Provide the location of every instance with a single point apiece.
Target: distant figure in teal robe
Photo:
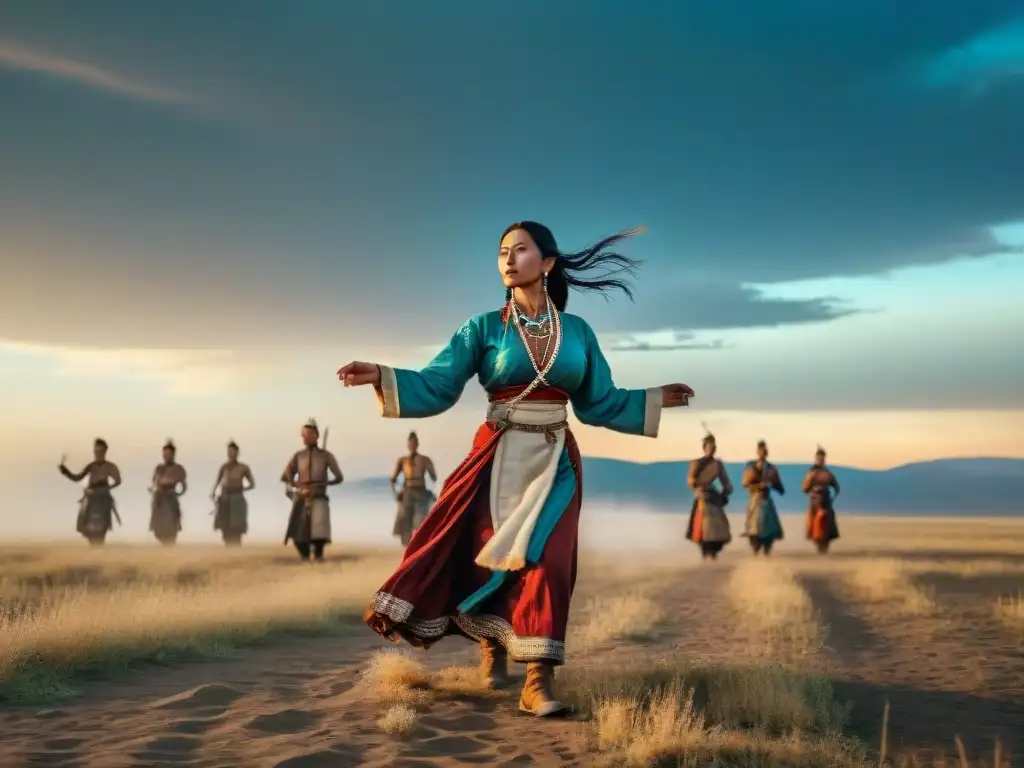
(763, 526)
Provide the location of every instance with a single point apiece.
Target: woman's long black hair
(569, 266)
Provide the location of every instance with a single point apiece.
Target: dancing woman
(496, 559)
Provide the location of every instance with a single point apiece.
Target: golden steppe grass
(1011, 611)
(75, 611)
(775, 609)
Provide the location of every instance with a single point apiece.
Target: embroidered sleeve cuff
(652, 412)
(387, 393)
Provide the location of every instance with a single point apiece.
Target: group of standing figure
(97, 510)
(307, 475)
(709, 526)
(495, 560)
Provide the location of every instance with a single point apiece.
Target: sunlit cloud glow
(22, 57)
(193, 373)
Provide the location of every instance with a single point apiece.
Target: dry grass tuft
(61, 623)
(1011, 611)
(461, 681)
(675, 713)
(889, 584)
(393, 677)
(399, 720)
(632, 616)
(776, 610)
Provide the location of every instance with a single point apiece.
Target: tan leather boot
(537, 697)
(494, 664)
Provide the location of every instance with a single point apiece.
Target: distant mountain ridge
(944, 486)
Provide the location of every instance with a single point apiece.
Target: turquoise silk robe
(491, 349)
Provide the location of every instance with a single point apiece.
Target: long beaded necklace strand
(541, 377)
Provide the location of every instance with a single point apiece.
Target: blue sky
(206, 208)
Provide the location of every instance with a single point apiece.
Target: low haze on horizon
(205, 214)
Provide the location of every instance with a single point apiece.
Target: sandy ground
(949, 668)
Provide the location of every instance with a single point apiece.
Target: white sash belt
(521, 477)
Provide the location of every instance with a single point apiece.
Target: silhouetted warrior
(231, 510)
(709, 526)
(169, 483)
(763, 526)
(414, 498)
(819, 484)
(306, 481)
(96, 508)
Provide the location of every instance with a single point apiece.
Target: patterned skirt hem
(390, 617)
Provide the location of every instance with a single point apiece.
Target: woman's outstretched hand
(676, 395)
(357, 374)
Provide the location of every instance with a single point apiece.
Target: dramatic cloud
(17, 56)
(761, 143)
(193, 373)
(981, 62)
(664, 342)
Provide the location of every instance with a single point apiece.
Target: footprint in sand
(168, 750)
(460, 724)
(459, 747)
(323, 759)
(205, 696)
(61, 744)
(195, 727)
(286, 721)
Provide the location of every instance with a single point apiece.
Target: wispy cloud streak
(17, 56)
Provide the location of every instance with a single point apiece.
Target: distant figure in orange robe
(821, 487)
(709, 527)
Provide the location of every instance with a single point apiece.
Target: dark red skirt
(528, 613)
_ _ _
**Written problem**
Exclude the pictures. Write out the remaining data exactly.

**Solution for this problem**
Provide the location of every instance with a single point apiece.
Target: distant figure in teal robe
Photo:
(763, 526)
Provide the location of every instance with a single point apiece.
Target: woman's long black hair
(569, 266)
Provide the location of every instance with a single point apiece.
Target: dancing woman
(496, 559)
Provide the location of every instance with a single point apiece.
Target: golden steppe grass
(1011, 611)
(75, 611)
(775, 609)
Provide the location of every instance with a single point apiece.
Target: embroidered sleeve cuff
(652, 412)
(387, 393)
Provide the location of every instance with a single point apiece.
Target: group of standing figure
(97, 510)
(307, 475)
(709, 526)
(495, 560)
Provide the location of every instance with a single point apiece.
Target: sunlit cloud glow
(22, 57)
(193, 373)
Provide the location of every instance with a single point apiece.
Target: dry grass tuft
(61, 623)
(1011, 611)
(461, 681)
(675, 713)
(889, 584)
(393, 677)
(399, 720)
(632, 616)
(776, 610)
Provide the location of every instance with a single point apiece.
Target: tan leather boot
(537, 697)
(494, 664)
Provide the location of every instance with a single point apiece.
Target: distant mountain ridge
(944, 486)
Provide the location of every instance with a single point apiece.
Target: turquoise silk robe
(491, 349)
Provide the location of every instance with a single point apiece.
Target: long beaded necklace strand
(541, 377)
Provide the location of every instance with a single point apiece.
Target: blue sky
(206, 208)
Provide the location of every instance with a single point apiece.
Target: low haze on horizon
(205, 214)
Provide the location of every instance with a single point apiece.
Target: sandy ground
(949, 668)
Provide the location of every instance with a single point apiece.
Target: white sash belt
(521, 477)
Provide the location of every instance with a single point apiece.
Target: silhouetted warrior
(231, 510)
(709, 526)
(169, 483)
(763, 526)
(414, 498)
(819, 484)
(306, 481)
(96, 508)
Provide the location of every instance with a single point apiece.
Target: patterned skirt hem
(390, 617)
Provide the location of every instance with a single point apiece.
Target: woman's outstretched hand
(676, 395)
(357, 374)
Provide the location of every instance with a single point apiece.
Target: dramatic cloud
(17, 56)
(761, 143)
(193, 373)
(981, 62)
(664, 342)
Provide the location of every instance with a single point apiece.
Target: footprint in sand
(168, 750)
(460, 724)
(459, 747)
(323, 759)
(205, 696)
(61, 744)
(195, 727)
(286, 721)
Provide the location of every instance with a single point apiece.
Target: wispy cloud streak
(17, 56)
Provide the location of every instance with a single point apiece.
Target: distant figure in orange robe
(821, 487)
(709, 527)
Provide the location of every instance with a single point apiece.
Target: dark red skirt
(528, 613)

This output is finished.